How to Start a Data Recovery Center
- Comments: 4
- Written on: January 6th, 2009
We did a phone interview about what goes into creating a data recovery center and how data recovery pricing structures work. You can listen to the 53 minute interview here.
During the podcast we also discussed:
- How to recover data
- Different types of data recovery
- What equipment is needed for data recovery
- Some of the equipment and programs we have
- What to charge per job
- An affiliate program for data recovery services
The last item was literally mentioned in passing and was not a planned part of the interview. But it turns out that little unplanned snippet is what is getting all of the attention.
We don’t even have a door on our clean room yet and I have received calls and emails from Nebraska, Texas, Missouri, and Pennsylvania asking to enroll in the affiliate program once it is up and running.
What Kind of Affiliate Program?
I have been so wrapped up in getting the new Service Center launched that I have not worked out the details of the affiliate program.
We would like to sign up 50 or more affiliates in February. To accomplish that we are thinking about paying commissions around 40% of the total recovery charge for every paying referral the affiliate sends us. To give comparison, other recovery companies with affiliate programs pay between $25 and $100 per referral.

DATA ROWS >>
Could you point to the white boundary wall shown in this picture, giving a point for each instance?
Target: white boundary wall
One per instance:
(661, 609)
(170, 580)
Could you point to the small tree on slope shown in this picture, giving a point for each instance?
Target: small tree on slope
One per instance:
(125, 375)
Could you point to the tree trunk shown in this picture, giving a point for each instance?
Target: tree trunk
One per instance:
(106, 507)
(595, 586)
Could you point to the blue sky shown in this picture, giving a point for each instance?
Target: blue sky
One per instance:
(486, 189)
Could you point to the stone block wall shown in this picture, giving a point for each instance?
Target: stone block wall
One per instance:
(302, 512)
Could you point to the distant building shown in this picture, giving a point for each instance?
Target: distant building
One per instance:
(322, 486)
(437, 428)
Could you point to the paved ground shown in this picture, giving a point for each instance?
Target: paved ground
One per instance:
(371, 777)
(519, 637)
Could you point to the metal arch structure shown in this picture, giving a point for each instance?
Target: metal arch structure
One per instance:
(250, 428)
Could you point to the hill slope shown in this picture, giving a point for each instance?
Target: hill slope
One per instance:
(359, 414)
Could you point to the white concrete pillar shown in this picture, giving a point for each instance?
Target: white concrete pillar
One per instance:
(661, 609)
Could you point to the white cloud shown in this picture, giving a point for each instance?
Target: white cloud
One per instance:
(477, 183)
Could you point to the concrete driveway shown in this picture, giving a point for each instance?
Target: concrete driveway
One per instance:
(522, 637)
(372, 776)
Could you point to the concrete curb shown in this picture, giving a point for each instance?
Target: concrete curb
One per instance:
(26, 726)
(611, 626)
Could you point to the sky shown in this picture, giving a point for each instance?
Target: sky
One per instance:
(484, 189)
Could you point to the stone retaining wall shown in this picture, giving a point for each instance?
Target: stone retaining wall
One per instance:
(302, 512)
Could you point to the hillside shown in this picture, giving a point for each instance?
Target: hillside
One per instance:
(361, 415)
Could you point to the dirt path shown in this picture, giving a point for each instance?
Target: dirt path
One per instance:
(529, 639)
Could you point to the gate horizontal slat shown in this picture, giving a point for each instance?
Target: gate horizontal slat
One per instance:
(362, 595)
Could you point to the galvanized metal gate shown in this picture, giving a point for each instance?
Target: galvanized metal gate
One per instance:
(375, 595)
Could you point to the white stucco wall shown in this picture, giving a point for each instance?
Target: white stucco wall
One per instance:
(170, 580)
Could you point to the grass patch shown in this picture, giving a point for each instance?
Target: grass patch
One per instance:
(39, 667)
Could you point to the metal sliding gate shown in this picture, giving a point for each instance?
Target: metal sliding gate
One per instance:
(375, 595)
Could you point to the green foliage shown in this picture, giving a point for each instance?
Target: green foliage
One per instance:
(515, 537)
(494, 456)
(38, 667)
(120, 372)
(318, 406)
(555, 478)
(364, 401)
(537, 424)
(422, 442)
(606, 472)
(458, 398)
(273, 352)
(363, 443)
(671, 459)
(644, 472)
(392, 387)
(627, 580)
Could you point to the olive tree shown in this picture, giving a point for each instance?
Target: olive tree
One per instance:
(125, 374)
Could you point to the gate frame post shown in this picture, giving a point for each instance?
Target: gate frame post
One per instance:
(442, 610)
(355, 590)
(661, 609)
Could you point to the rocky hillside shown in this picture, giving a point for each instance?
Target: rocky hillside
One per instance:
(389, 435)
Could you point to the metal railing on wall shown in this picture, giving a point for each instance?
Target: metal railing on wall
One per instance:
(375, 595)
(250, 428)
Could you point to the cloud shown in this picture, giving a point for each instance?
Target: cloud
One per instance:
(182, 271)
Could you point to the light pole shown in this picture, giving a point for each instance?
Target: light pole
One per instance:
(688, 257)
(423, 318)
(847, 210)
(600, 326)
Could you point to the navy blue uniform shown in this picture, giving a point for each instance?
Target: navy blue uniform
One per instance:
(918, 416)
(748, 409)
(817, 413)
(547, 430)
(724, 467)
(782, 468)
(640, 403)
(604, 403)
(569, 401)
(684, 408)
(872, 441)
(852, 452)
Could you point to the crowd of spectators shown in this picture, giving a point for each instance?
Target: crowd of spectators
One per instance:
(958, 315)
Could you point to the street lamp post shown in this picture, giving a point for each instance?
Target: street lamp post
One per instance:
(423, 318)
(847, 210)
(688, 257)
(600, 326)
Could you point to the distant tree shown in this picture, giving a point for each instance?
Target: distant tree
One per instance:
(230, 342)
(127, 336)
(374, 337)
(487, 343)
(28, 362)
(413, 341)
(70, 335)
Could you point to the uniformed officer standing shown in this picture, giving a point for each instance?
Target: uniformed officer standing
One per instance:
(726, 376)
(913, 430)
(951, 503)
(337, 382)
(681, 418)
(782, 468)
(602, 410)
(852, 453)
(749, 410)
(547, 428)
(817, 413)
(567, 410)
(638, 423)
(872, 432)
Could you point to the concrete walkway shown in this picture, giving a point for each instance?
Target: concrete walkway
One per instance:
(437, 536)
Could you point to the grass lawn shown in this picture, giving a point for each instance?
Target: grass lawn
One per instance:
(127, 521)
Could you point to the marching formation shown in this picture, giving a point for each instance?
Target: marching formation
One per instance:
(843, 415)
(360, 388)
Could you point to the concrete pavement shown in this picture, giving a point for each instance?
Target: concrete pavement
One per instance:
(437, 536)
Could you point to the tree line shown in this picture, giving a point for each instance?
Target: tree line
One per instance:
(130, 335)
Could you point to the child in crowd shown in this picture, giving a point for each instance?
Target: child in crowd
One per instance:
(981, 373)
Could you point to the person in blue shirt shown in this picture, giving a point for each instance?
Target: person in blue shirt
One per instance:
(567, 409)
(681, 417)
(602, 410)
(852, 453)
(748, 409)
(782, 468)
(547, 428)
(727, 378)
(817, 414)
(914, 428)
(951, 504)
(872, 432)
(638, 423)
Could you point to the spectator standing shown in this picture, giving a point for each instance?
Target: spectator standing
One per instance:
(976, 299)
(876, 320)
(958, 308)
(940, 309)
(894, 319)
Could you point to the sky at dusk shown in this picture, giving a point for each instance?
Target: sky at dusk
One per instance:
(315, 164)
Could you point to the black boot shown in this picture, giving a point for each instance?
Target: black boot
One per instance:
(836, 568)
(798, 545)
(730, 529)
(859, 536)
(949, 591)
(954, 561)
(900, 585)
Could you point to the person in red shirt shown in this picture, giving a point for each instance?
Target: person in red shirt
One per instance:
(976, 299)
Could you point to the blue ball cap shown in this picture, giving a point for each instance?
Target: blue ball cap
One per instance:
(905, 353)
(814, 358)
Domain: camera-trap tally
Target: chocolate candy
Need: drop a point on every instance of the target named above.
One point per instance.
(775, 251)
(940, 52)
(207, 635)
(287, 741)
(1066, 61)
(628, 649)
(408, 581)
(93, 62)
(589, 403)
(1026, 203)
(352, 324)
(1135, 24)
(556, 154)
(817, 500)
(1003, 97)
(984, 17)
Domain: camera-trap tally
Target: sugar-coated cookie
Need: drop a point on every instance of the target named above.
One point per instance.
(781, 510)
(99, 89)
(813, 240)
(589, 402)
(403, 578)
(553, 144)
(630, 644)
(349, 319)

WRITTEN EXERCISE 1 >> In the data recovery center post, what commission rate is being considered for affiliates?
WRITTEN EXERCISE 2 >> List all the topics that the data recovery center post says were discussed during the podcast.
WRITTEN EXERCISE 3 >> Write the next part of the data recovery center post, picking up after its final sentence.

EXERCISE RESPONSE 1 >> Around 40% of the total recovery charge for every paying referral the affiliate sends.

EXERCISE RESPONSE 2 >>
- How to recover data
- Different types of data recovery
- What equipment is needed for data recovery
- Some of the equipment and programs we have
- What to charge per job
- An affiliate program for data recovery services

EXERCISE RESPONSE 3 >>
Based on our pricing structure, affiliates can expect to make between $240 and $800 per referral. Considering that our data recovery center is charging less than 1/2 of what other similarly equipped centers charge, we should get off to a pretty good start.
If you are interested in becomming an affiliate, please send me an email at tschrock AT schrockinnovations.com and I will send you the details when they are hammered out.
What Equipment Does Schrock Have?
We have all of the following hardware as well as more than 20 different logical recovery programs. Even when dealing with a physical failure, the software recovery programs are a MUST.
- Dead Drive Cloning System – this allows us to “see” drives that can not be seen in by the computer’s BIOS and clone the data to a stable drive. After the clone we use logical recovery software to extract the data to the destination drive.
- Multiple Platter Exchanger – This is a tool that allows us to conduct physical repairs on drives with multiple data platters. You can’t just open a drive, yank out the platters, and transplant them into a donor drive. They need to stay in perfect alignment and this tool allows us to do that.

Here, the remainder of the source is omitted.